» CHALLENGE:
Display every line of the listing below that contains the word "foliage".
>>>
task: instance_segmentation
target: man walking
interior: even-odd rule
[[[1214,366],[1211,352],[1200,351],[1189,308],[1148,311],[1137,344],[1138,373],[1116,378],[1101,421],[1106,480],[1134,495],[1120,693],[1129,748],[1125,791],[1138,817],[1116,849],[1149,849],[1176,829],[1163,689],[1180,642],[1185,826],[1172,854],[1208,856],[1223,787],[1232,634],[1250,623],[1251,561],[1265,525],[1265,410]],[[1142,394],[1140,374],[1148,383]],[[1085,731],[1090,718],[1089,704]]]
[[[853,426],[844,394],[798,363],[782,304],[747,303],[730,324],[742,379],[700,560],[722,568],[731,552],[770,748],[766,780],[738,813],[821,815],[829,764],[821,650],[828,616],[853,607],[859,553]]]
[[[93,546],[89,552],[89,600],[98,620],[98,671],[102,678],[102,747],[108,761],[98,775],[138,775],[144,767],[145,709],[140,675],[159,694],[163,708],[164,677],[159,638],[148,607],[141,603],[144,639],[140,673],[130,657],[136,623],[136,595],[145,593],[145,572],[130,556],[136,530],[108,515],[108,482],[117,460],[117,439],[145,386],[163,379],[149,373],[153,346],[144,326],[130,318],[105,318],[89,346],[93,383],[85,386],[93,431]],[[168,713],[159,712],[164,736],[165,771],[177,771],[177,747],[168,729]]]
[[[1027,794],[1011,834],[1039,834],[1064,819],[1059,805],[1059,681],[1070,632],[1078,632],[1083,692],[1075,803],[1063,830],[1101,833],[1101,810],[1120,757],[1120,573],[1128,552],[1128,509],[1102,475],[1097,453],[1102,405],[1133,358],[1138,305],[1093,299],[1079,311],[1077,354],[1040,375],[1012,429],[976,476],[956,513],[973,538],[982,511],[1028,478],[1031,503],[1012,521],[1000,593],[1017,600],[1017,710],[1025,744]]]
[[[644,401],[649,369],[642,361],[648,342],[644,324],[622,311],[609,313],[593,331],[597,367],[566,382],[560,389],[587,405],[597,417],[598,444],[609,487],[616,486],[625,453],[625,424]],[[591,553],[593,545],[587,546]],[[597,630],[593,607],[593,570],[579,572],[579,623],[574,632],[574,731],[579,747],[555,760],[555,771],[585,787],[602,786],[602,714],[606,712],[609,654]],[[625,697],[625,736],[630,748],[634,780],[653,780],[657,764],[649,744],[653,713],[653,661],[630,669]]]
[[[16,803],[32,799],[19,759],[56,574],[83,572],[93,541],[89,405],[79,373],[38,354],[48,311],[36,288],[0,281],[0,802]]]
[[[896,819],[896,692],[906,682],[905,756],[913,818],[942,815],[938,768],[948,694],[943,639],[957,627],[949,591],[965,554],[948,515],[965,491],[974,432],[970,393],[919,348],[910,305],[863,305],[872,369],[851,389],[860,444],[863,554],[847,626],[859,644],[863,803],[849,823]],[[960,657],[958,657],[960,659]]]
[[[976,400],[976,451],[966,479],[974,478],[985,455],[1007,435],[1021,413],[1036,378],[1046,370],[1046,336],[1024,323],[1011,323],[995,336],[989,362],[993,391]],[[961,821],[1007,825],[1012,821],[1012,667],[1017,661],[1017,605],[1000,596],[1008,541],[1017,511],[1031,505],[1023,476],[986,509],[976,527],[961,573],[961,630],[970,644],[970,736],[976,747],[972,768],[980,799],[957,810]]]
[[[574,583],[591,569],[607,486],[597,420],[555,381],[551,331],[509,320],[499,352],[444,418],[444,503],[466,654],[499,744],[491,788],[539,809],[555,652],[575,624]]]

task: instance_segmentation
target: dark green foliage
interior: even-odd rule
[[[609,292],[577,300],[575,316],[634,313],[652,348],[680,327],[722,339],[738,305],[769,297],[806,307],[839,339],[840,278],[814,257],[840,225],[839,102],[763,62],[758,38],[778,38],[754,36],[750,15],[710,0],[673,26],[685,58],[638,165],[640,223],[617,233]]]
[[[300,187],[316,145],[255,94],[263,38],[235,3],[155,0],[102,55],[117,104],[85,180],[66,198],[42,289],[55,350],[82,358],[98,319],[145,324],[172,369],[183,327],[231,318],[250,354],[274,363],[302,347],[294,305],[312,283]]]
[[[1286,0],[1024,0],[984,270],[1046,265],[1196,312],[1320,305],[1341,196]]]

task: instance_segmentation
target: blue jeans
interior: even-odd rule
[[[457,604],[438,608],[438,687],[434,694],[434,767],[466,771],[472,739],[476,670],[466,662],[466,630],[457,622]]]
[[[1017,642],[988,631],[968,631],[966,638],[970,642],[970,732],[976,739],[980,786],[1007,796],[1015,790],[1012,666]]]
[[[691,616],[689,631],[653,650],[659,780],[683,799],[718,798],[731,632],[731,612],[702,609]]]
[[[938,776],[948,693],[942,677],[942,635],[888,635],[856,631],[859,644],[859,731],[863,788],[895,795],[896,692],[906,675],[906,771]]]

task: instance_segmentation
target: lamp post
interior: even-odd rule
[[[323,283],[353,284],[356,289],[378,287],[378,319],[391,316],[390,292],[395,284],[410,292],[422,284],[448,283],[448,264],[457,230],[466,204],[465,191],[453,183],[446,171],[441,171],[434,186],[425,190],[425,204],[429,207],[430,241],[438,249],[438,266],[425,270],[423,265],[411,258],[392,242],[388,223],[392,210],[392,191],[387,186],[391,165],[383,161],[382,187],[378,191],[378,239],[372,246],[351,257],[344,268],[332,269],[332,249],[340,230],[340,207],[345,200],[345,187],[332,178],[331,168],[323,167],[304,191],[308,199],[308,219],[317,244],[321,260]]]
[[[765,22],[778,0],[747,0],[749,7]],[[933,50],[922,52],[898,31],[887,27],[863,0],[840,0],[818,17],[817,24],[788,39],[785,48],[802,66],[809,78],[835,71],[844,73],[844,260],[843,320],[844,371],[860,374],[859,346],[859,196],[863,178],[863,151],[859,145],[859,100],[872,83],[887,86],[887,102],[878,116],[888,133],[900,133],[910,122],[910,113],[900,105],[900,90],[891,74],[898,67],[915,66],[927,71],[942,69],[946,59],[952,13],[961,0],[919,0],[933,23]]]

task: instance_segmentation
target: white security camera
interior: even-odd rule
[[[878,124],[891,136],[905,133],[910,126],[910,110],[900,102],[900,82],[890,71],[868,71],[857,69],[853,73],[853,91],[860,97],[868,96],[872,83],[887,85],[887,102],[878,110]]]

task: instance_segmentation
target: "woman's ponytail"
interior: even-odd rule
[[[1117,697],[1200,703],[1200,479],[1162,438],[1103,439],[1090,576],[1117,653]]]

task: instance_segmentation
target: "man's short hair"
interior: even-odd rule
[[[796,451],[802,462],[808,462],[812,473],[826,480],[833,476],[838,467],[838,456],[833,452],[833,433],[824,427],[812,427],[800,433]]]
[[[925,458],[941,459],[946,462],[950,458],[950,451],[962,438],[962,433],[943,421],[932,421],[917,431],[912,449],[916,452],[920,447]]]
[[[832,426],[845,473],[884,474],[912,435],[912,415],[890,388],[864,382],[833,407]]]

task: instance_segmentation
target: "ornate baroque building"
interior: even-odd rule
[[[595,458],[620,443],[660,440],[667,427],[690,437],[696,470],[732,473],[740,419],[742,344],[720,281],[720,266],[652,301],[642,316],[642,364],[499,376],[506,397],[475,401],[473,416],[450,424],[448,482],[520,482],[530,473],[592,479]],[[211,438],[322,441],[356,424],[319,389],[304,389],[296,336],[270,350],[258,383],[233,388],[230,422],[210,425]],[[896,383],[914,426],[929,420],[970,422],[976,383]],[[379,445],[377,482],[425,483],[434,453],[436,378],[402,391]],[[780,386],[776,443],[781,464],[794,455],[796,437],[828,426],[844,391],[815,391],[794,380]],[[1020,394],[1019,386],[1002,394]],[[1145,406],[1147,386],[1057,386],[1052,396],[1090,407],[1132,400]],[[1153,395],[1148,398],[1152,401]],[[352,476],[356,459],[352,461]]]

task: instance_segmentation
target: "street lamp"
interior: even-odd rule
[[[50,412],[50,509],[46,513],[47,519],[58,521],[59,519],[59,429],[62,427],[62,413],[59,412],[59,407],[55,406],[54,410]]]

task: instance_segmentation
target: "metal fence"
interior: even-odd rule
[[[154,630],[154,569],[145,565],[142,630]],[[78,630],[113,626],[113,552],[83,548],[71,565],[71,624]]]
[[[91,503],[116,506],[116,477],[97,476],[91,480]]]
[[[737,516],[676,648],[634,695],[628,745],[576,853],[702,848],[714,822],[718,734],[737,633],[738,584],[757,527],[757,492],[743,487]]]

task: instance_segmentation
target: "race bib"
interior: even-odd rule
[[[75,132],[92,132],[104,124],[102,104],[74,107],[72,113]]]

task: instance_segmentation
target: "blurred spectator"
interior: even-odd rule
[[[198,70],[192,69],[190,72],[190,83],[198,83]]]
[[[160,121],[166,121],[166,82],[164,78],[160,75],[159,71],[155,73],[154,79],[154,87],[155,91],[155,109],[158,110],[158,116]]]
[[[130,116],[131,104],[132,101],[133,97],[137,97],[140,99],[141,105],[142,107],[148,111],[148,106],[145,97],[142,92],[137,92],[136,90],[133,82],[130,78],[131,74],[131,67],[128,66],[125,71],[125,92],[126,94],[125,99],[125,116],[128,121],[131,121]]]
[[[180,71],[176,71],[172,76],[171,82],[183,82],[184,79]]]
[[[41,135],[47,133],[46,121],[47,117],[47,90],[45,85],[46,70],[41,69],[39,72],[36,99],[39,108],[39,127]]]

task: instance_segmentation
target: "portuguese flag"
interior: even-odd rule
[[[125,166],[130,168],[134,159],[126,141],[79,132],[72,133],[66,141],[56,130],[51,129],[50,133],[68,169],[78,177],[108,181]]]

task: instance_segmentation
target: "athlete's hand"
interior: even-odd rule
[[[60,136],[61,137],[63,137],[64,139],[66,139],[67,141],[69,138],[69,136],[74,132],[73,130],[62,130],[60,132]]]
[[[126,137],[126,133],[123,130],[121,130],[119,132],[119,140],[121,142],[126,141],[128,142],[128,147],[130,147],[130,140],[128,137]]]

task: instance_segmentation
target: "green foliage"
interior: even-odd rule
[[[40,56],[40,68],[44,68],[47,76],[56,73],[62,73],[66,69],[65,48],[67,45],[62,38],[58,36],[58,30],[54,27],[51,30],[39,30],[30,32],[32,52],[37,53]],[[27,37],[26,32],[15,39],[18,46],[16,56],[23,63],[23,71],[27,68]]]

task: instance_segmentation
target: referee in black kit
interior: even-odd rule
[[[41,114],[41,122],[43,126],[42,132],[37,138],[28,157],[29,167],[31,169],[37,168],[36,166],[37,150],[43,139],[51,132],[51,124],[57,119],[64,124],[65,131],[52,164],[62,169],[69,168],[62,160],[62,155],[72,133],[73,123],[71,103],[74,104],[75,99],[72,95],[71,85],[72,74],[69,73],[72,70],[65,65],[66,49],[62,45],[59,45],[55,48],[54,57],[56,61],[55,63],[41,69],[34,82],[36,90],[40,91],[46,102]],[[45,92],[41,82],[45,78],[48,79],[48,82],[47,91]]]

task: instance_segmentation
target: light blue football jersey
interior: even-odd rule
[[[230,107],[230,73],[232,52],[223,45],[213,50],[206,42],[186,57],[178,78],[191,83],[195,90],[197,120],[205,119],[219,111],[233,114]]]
<<<
» RESPONSE:
target: dark green foliage
target: "green foliage"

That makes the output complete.